* Page excerpt:
______________________________

This same logic is useful for identifying sectors where there might be opportunity in recession. If the world has been changing in favour of a particular sector in the run up, it could well be a beneficiary.

During Covid, anything involving ecommerce or digital transformation benefitted. True, this was because of enforced staying at home. But it’s also true that many people and businesses simply accelerated behaviour change they’d already been planning.

And the right strategy for advertising? Well in Covid, ecommerce businesses made big bets. They spent more, started using TV a lot more and committed to proper evaluation.

The ARC data allows us to see the results of those big bets, and the finding is that they paid off. On average during Covid, ecommerce advertisers saw a 30% uplift in revenue driven by advertising and got a return of £3.60 for every £1 spent.

Right now, marketers need to do the maths

What brings all of these stories together is a little bit of useful maths.

It goes like this: If cheap share of voice is available in recessions, it’s a good value way to buy a bigger share of your sector later on. But what that share is worth depends on how big your sector is now, and after the recession. If the payoff is a slice of a smaller pie, share of voice has to be really very cheap to make spending worth it.

______________________________

[Dataset entries]

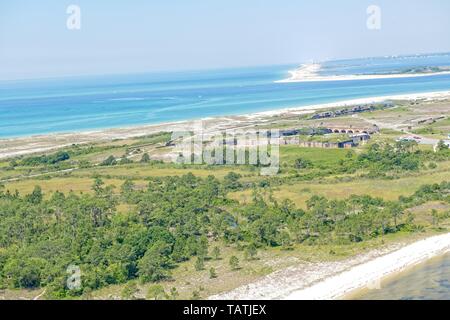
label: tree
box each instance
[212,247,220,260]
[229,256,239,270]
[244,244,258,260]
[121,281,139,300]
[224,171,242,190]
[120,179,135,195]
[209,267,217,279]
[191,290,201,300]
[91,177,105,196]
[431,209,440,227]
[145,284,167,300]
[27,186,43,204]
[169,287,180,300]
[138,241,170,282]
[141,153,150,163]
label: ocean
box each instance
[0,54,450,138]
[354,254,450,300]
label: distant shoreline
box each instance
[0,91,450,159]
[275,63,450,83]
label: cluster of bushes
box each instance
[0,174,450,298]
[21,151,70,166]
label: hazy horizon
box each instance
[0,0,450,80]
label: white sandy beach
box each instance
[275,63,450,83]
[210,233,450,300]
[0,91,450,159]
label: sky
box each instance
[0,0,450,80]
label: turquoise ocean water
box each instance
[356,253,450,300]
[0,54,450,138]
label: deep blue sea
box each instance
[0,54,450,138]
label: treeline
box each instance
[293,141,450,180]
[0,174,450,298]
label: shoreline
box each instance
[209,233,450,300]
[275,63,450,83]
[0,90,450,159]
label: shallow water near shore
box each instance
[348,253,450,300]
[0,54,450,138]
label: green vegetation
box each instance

______________________________

* Work to complete:
1. Copy the section of the recession advertising passage that begins with the words containing "Right now, marketers" and ends with "spending worth it.".
2. Pick up the recession advertising passage where it stops and write what comes next.

* Answer list:
1.
Right now, marketers need to do the maths

What brings all of these stories together is a little bit of useful maths.

It goes like this: If cheap share of voice is available in recessions, it’s a good value way to buy a bigger share of your sector later on. But what that share is worth depends on how big your sector is now, and after the recession. If the payoff is a slice of a smaller pie, share of voice has to be really very cheap to make spending worth it.

2.
In this calculation, cost of media matters, and so does what competitors do. But whether to go dark or not also depends on the trajectory your category is and will be on.

At Magic Numbers we are using this framework with clients, along with our own research on trajectories for different sectors, to war-game strategies for advertising, pricing and positioning.

This works best when it’s combined with econometric analysis that’s already established how the economy affects the business concerned.

But it’s also possible to do something simpler if you’re handy with a spreadsheet, and can google sector level forecasts from PwC, KMPG, Deloitte, and others.

Making marketing part of the solution in recession isn’t about repeating mantras, it’s about leading fraught conversations and it’s about huddling round the numbers, making friends with finance.

In the end, theirs is the language that matters right now.